Exercise instructions: Each record below should be written out again exactly.

[Data items]
------------------------------------------------
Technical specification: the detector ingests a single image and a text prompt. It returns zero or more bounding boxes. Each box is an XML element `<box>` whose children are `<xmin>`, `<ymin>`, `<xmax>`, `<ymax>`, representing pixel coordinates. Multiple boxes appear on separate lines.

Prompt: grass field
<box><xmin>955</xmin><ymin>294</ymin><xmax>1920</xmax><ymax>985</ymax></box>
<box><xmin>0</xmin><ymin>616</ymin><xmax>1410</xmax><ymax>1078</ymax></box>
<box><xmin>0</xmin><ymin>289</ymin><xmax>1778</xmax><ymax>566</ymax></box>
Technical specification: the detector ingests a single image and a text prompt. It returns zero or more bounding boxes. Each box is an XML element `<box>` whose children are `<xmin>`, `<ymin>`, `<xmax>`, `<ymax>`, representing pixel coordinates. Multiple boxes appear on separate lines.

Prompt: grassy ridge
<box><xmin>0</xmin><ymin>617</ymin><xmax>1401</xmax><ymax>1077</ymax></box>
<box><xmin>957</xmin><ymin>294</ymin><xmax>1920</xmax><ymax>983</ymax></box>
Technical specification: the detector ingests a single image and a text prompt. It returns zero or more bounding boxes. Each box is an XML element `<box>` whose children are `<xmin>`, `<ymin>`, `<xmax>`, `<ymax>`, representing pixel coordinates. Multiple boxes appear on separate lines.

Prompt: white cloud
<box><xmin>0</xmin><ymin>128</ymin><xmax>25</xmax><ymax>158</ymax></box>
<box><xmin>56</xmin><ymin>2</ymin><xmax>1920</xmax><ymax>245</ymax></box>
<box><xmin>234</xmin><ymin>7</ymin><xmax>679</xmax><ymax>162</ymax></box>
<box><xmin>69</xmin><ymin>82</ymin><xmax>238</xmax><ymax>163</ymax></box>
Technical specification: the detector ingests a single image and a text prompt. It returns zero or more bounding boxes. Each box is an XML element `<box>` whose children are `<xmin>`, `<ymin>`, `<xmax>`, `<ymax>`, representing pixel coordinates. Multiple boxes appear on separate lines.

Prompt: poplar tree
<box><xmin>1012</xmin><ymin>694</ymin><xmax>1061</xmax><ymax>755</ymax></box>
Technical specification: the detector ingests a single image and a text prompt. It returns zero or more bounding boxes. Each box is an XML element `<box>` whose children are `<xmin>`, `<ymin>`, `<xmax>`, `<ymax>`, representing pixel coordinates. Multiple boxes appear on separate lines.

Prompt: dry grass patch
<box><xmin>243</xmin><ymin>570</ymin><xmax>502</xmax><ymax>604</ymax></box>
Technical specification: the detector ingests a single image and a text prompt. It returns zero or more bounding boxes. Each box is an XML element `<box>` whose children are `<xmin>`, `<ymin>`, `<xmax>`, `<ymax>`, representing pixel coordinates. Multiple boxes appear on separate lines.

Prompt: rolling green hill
------------------------------------------------
Answer section:
Technical specification: the detector ingests a single image and a text prompt. It returns zero or more bounding boxes. Each box is an XML element `<box>` whose children are `<xmin>`, `<ymin>`, `<xmax>`, `<ymax>`, representing pixel coordinates. Multiple boxes appear on separate lines.

Prompt: grass field
<box><xmin>955</xmin><ymin>294</ymin><xmax>1920</xmax><ymax>985</ymax></box>
<box><xmin>0</xmin><ymin>616</ymin><xmax>1410</xmax><ymax>1078</ymax></box>
<box><xmin>0</xmin><ymin>289</ymin><xmax>1778</xmax><ymax>566</ymax></box>
Technical specification: the detector ingests a single image and a text prompt. It returns zero or more bounding boxes. Each box is an XML element `<box>` whose children are `<xmin>`, `<ymin>`, `<xmax>`, `<ymax>`, representing pixel coordinates. Multiple boxes appear on separate lines.

Prompt: grassy ridge
<box><xmin>0</xmin><ymin>617</ymin><xmax>1401</xmax><ymax>1077</ymax></box>
<box><xmin>957</xmin><ymin>294</ymin><xmax>1920</xmax><ymax>983</ymax></box>
Technical specification: the detector ingests a single image and a text prompt. It returns zero or more bounding boxes. Each box is an XML element `<box>` whose children are `<xmin>`, `<ymin>`, `<xmax>`, `<ymax>`, representing pixel coordinates. Multiple boxes appear on separate lines.

Prompt: white cloud
<box><xmin>0</xmin><ymin>128</ymin><xmax>25</xmax><ymax>158</ymax></box>
<box><xmin>56</xmin><ymin>2</ymin><xmax>1920</xmax><ymax>245</ymax></box>
<box><xmin>234</xmin><ymin>7</ymin><xmax>679</xmax><ymax>162</ymax></box>
<box><xmin>69</xmin><ymin>82</ymin><xmax>238</xmax><ymax>163</ymax></box>
Technical specification: the detector ingests a single image and a text prompt. It returns zero or more bounding boxes. Each box is an XML element `<box>` whose children are `<xmin>`, `<ymin>`, `<xmax>`, `<ymax>`, representing pixel coordinates. Multiple boxes appear on separate lines.

Prompt: poplar tree
<box><xmin>1012</xmin><ymin>694</ymin><xmax>1061</xmax><ymax>755</ymax></box>
Technical specification: the detector ingests a single image and a text prompt. It returns zero or more bounding boxes. Each box is an XML element `<box>` whose children are `<xmin>`, `<ymin>`, `<xmax>`, `<ymax>`, representing pixel coordinates. Multiple boxes appear on separate lines.

Prompt: dry grass patch
<box><xmin>243</xmin><ymin>570</ymin><xmax>502</xmax><ymax>604</ymax></box>
Technical specification: the detector ingests a single image and a text prompt. It returns zero or more bounding boxes. Each box is an XML element `<box>` whose children are `<xmin>`, `<ymin>`, `<xmax>`, `<ymax>`, representing pixel coordinates. Multiple boxes appear on separate lines.

Prompt: rolling green hill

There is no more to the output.